• TASK ITEM:
Set down only what runs from the line containing "Check that every instance of the road" through the last line of the data, exactly as it reads.

• INFORMATION SHOWN:

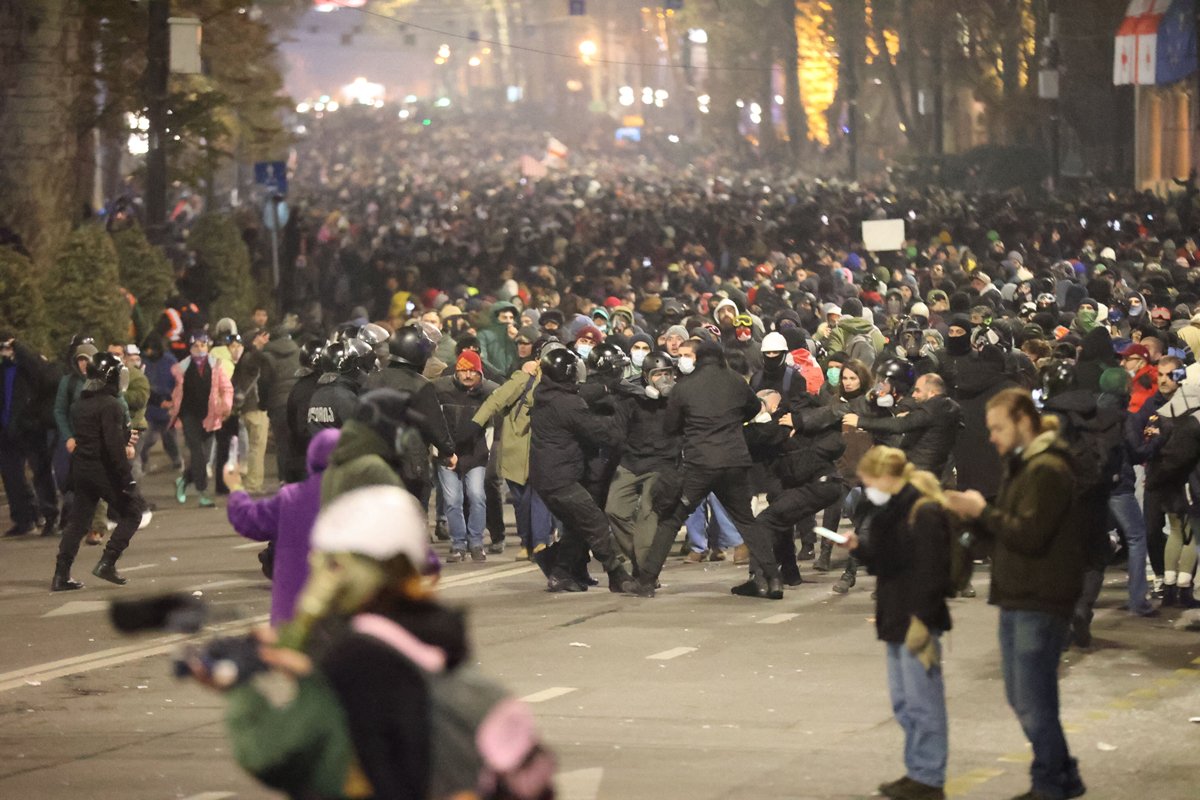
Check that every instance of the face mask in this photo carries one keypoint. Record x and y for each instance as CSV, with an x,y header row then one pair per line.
x,y
876,497
958,344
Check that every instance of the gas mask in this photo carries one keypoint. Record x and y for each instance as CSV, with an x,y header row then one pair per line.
x,y
660,385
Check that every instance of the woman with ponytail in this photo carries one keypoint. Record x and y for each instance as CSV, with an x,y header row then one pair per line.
x,y
906,543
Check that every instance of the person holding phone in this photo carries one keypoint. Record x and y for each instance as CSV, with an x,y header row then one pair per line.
x,y
905,543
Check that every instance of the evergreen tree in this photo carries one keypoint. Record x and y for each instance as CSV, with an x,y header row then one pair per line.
x,y
223,262
83,290
22,307
145,270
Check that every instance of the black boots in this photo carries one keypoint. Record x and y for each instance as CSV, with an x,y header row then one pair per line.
x,y
106,569
63,582
760,587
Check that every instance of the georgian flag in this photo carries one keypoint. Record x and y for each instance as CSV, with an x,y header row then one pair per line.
x,y
1135,56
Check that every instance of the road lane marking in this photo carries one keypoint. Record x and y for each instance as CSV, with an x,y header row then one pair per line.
x,y
547,693
673,653
78,607
487,577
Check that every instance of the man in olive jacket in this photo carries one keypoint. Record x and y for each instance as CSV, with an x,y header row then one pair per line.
x,y
1036,576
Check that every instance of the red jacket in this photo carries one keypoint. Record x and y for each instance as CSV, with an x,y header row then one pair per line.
x,y
1145,385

• EXERCISE ANSWER:
Check that every instance of the road lane marking in this photo carries one keypoint. Record x and y for each instance as CSV, with an x,y header row then one pair per line.
x,y
547,693
673,653
78,607
487,577
Check that every instance of the man in olive jacket in this photo carries one keypoint. Record x and y for each instance as CSV, with an x,y header row then one pair per line.
x,y
1036,576
Check that every instance of the red jacket in this photo carries one keypoint. Record x and y for each instance as CSV, with an x,y header row then one pair per line.
x,y
1145,385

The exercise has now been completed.